--- START Data for processing ---

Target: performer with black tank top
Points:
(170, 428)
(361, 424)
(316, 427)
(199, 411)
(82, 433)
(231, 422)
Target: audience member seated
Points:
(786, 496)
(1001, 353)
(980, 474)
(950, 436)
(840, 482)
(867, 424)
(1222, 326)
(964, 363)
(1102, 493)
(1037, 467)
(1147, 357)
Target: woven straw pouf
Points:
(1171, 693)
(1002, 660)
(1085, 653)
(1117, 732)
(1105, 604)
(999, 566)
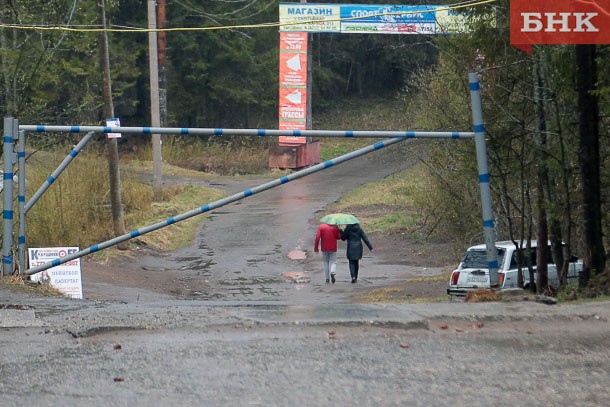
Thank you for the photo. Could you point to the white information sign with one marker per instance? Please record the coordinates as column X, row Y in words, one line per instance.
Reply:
column 113, row 122
column 65, row 277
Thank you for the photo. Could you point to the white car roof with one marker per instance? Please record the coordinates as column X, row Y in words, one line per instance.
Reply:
column 505, row 244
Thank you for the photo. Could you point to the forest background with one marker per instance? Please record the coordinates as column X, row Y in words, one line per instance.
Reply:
column 227, row 77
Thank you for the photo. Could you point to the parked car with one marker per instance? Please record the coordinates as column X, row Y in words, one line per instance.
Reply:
column 473, row 272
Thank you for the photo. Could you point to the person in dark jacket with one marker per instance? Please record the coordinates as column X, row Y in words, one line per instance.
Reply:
column 354, row 235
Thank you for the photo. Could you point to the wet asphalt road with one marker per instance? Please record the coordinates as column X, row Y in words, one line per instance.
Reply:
column 257, row 339
column 66, row 352
column 260, row 249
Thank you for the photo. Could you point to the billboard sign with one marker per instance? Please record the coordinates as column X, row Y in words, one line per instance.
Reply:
column 293, row 85
column 558, row 22
column 366, row 19
column 374, row 19
column 66, row 277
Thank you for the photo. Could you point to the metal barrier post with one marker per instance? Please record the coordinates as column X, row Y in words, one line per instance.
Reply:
column 479, row 137
column 10, row 129
column 21, row 200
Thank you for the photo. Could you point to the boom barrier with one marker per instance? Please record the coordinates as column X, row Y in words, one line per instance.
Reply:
column 11, row 129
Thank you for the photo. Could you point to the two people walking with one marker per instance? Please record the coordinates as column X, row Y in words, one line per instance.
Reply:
column 329, row 234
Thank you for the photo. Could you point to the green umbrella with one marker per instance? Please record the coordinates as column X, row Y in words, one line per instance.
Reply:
column 339, row 219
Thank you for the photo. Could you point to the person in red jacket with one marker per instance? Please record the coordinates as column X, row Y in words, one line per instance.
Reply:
column 328, row 234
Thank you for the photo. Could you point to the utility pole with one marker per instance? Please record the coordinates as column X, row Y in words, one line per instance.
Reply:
column 153, row 62
column 118, row 217
column 588, row 108
column 162, row 44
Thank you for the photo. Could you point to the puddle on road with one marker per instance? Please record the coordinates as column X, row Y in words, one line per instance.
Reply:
column 243, row 286
column 296, row 277
column 297, row 255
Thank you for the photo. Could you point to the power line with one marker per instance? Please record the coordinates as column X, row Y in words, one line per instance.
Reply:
column 225, row 27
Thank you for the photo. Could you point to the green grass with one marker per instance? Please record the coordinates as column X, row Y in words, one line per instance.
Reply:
column 389, row 205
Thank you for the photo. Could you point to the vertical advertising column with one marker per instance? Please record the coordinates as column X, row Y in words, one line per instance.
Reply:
column 293, row 85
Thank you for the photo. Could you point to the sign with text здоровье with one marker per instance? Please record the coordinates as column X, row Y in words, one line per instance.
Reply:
column 373, row 19
column 559, row 22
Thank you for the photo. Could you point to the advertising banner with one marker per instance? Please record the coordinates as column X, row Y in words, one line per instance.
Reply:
column 375, row 19
column 383, row 19
column 65, row 277
column 558, row 22
column 310, row 17
column 293, row 85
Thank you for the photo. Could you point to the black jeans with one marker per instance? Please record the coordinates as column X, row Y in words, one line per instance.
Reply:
column 354, row 265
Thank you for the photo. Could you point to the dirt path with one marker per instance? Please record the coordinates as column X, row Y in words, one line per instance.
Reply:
column 246, row 251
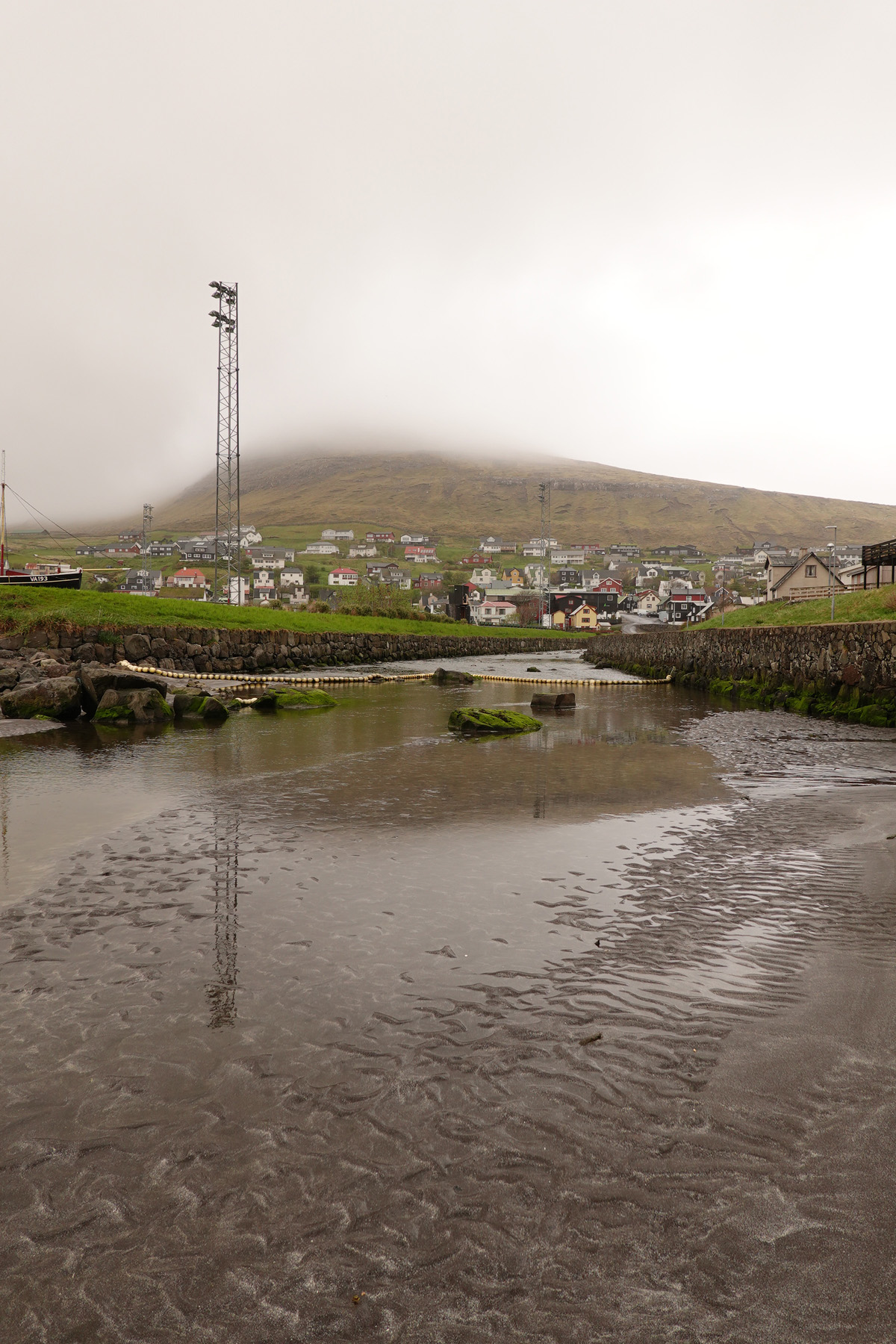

--- END Data for processing ---

[What is needed]:
Write out every row above word for word, leaving out the pictures.

[Answer below]:
Target: performer with black tank top
Points:
(170, 428)
(361, 424)
(316, 427)
(199, 411)
(82, 433)
(231, 422)
Target: audience member seated
Points:
(786, 496)
(1001, 353)
(980, 474)
(950, 436)
(840, 482)
(867, 424)
(1222, 326)
(964, 363)
(1102, 493)
(1037, 467)
(1147, 357)
Target: woven straw pouf
Points:
(1171, 693)
(1002, 660)
(1085, 653)
(1117, 732)
(1105, 604)
(999, 566)
Thank you for the photo. Could you point to the white information sign with one marker per instance? Please record the coordinates as column X, row Y in words, one line per instance.
Reply:
column 113, row 122
column 65, row 277
Thank you for the photo. Could you point to the white car roof with one marker per instance? Please record the coordinates as column X, row Y in words, one line per instance.
Reply:
column 505, row 244
Thank you for the photo. Could you point to the forest background with one marker per instance? Please record the coordinates as column X, row Y in words, one line per instance.
Reply:
column 227, row 77
Thank you for the photo. Could you point to the parked car with one marker per instance? Please record the coordinates as column X, row Y in words, one line per instance.
Reply:
column 473, row 272
Thank you for the photo. Could you point to the person in dark jacket with one marker per instance? Please record the coordinates as column X, row Y in words, one line per instance.
Reply:
column 354, row 235
Thank you for the photo. Could you point to the wet asphalt road with one marker per instance? Please record the coordinates as column X, row Y in words, one line per instance.
Reply:
column 257, row 339
column 66, row 352
column 260, row 249
Thank you for the photo. Could you point to the billboard sign with one marker per instance? Please record the coordinates as column X, row Y in words, one line per instance.
Reply:
column 293, row 85
column 558, row 22
column 366, row 19
column 374, row 19
column 66, row 277
Thank you for the photo. Could you point to the metal barrier post with one marker per instance? Please record the coordinates as column X, row Y in words, one line per instance.
Reply:
column 479, row 137
column 10, row 129
column 21, row 200
Thank you for the photo. Could you point to the boom barrier with one marker per instance? Please record the coordinates as column X, row Y in words, one line per instance.
Reply:
column 11, row 129
Thank you for the photo. Could you point to the two people walking with one marker per instance? Please record the coordinates as column X, row Y in words, one line per instance.
Reply:
column 329, row 234
Thank you for the photo. Could you point to the green umbrella with one marker per instance? Please record the coordinates as column X, row Y in words, one line per instance.
Reply:
column 339, row 219
Thank you for the photo. Could you point to the person in red jacket with one marker per instance? Please record the coordinates as column X, row Y in words, one line per instance.
Reply:
column 328, row 234
Thank you for the photo. Could you point to the utility pole with one marker per instance? Please record the coordinates as column X, row Y in words, one line per instance.
Reply:
column 153, row 62
column 118, row 217
column 588, row 108
column 162, row 44
Thank you for the photo. Could you point to the puddle on road with one marker per instance? Please record the coordinates as column X, row Y in words, one line per instance.
Reply:
column 243, row 286
column 296, row 277
column 297, row 255
Thank you for the photo. Could you point to the power line with one marker per instance? Please record the coordinates as column X, row Y in words, one line per instance.
Reply:
column 225, row 27
Thank you for the photo. Could you point to the green grass with one marker per instance? Please record the coordinates as column X, row Y in words, one line per instance.
Reply:
column 389, row 205
Thank you for the photo. Could you point to the vertical advertising column with one marker per instance? Please record the coordinates as column X, row Y in words, one line per instance.
Reply:
column 293, row 85
Thank you for the photo. Could you point to the sign with text здоровье with one marker per instance? Please record the coordinates as column X, row Y in words, one line per instance.
Reply:
column 373, row 19
column 559, row 22
Thank you for the photo. Could you point to the advertising banner with one marker per instance? Please record the coordinates as column X, row Y in words, one line per instance.
Reply:
column 375, row 19
column 383, row 19
column 65, row 277
column 558, row 22
column 310, row 17
column 293, row 85
Thank you for the photo. Could you point to the black jeans with one marker per instance? Please record the coordinates as column X, row Y in words, one line per instance.
Reply:
column 354, row 265
Thank you for the photo. Could you point to the dirt path with one marker per instance? Please record the coordinates as column X, row Y in words, one line per instance.
Reply:
column 246, row 251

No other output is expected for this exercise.